[PROVIDED TEXT Boundary: Start]
In the spring of 2020, with Hollywood shut down and most film workers suddenly out of a job, Zendaya made a movie in a single house with a crew of 22. The film was Malcolm & Marie. What happened to that crew afterward is the part worth paying attention to — and it’s quietly become a blueprint indie filmmakers are borrowing five years later.
Instead of paying everyone the standard flat day rate and sending them home, Zendaya structured the production so the crew owned a piece of it. They received “points” — a share of the film’s revenue.
When Malcolm & Marie sold to Netflix for roughly $30 million, those points turned into real money. Because one point typically equals 1%, a single point on that sale was worth around $300,000.
For a crew used to being paid by the day, that’s a life-changing number.
[PROVIDED TEXT Boundary: End]
[SUPPLIED RECORDS Boundary: Start]
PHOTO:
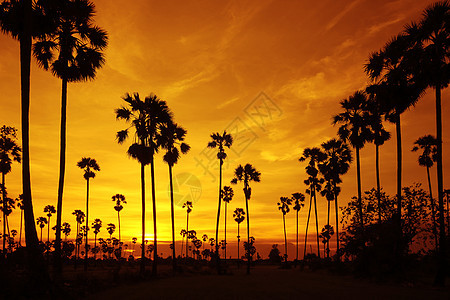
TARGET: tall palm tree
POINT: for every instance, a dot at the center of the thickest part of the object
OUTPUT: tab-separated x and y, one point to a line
314	183
97	224
72	52
89	166
380	136
119	199
220	141
246	174
428	145
9	152
188	206
239	217
283	206
433	35
50	210
41	222
227	196
173	136
337	163
356	130
298	199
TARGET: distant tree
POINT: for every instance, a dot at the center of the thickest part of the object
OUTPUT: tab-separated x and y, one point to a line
220	141
299	200
119	199
50	210
247	174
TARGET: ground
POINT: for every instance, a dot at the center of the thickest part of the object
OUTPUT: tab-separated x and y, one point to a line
268	282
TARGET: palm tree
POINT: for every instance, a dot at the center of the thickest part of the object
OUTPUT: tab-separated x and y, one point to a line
73	53
89	166
97	224
188	206
246	174
220	141
283	206
356	130
66	229
299	200
147	117
173	136
9	152
119	199
433	36
337	163
111	228
239	217
227	196
49	209
380	135
41	222
428	144
314	184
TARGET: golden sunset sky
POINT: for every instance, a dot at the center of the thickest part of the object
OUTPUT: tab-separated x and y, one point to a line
270	72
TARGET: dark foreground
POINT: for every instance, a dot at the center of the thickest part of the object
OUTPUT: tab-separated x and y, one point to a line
269	282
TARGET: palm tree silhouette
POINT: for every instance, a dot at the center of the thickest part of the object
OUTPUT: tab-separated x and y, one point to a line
147	117
97	224
111	228
433	34
337	163
239	217
380	135
89	166
41	222
299	200
23	20
72	52
313	182
220	141
428	144
188	206
173	136
119	199
356	130
246	175
49	209
9	152
283	206
227	196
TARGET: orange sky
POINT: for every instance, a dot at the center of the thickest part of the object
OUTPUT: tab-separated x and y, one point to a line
210	60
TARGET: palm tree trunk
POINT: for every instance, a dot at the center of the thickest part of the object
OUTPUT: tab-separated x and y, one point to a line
338	256
4	213
358	178
307	224
399	174
62	167
377	168
442	264
87	226
21	221
433	212
142	266
187	235
155	240
285	239
317	222
118	219
218	217
226	232
248	231
172	214
328	223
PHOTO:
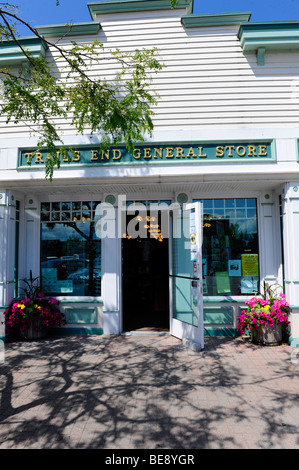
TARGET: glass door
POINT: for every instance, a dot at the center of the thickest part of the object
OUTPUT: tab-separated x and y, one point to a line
186	320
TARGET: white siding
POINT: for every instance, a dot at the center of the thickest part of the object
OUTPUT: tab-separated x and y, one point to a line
207	82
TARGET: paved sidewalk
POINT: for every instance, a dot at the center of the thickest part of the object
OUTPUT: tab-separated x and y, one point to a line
148	392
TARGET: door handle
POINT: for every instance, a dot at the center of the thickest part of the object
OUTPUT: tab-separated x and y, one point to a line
185	277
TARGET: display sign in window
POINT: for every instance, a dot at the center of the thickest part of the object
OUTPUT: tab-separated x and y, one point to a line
230	249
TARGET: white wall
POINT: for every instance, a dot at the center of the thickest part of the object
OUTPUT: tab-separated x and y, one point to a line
207	82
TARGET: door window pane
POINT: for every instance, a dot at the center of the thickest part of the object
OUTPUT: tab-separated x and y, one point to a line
230	247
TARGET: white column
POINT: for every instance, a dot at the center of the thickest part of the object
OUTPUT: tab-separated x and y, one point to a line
111	265
32	237
269	240
290	214
7	252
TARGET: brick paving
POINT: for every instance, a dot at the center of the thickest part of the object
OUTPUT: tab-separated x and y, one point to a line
148	392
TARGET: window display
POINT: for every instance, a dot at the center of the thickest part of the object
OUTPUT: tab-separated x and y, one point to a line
70	249
230	247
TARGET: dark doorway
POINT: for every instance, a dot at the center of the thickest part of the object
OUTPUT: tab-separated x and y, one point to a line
145	282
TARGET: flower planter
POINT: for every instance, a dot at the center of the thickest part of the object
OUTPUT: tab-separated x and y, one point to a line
34	331
267	335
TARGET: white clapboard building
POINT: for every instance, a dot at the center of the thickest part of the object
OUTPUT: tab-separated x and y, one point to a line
177	235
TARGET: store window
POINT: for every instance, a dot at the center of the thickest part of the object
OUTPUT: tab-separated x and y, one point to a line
70	249
230	251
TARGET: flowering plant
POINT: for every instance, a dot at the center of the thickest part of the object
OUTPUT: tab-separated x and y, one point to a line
22	314
264	311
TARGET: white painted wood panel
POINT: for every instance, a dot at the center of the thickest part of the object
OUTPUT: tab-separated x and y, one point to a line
207	80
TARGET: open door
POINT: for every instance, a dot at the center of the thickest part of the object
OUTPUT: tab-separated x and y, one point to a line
186	320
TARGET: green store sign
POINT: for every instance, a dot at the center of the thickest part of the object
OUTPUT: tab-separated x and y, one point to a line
155	153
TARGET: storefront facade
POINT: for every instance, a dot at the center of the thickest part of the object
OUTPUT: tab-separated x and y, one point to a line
216	186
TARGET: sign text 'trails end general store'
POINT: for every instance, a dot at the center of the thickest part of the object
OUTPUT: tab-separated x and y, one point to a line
156	153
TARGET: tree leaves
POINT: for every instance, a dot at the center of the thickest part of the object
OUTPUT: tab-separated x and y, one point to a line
119	109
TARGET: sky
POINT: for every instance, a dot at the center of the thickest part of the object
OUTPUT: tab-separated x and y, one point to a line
45	12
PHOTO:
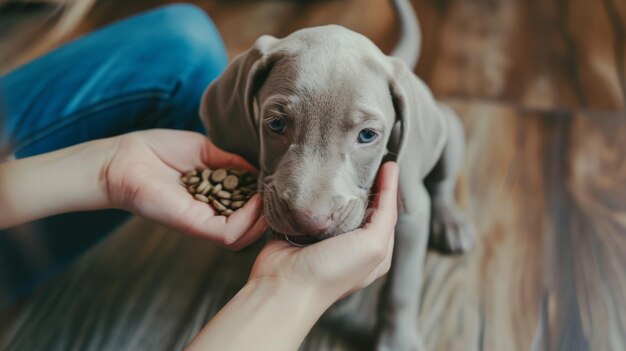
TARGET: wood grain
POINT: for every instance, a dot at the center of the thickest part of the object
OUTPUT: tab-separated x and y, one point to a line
538	54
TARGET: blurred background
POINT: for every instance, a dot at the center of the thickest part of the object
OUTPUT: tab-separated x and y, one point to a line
540	86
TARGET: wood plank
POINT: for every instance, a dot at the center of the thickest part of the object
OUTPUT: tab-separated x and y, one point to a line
558	54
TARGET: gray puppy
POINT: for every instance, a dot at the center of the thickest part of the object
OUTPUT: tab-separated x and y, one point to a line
317	112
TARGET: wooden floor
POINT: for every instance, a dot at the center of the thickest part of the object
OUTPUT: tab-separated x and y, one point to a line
541	89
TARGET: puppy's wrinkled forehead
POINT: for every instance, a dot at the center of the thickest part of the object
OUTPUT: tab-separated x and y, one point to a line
321	78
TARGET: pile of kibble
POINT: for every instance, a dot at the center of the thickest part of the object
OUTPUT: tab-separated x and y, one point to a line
226	190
[SUPPLIED RECORDS Boundary: End]
### EXERCISE BRIEF
Please copy the passage about the Malcolm & Marie crew word for word, from start to finish.

### REPLY
In the spring of 2020, with Hollywood shut down and most film workers suddenly out of a job, Zendaya made a movie in a single house with a crew of 22. The film was Malcolm & Marie. What happened to that crew afterward is the part worth paying attention to — and it’s quietly become a blueprint indie filmmakers are borrowing five years later.
Instead of paying everyone the standard flat day rate and sending them home, Zendaya structured the production so the crew owned a piece of it. They received “points” — a share of the film’s revenue.
When Malcolm & Marie sold to Netflix for roughly $30 million, those points turned into real money. Because one point typically equals 1%, a single point on that sale was worth around $300,000.
For a crew used to being paid by the day, that’s a life-changing number.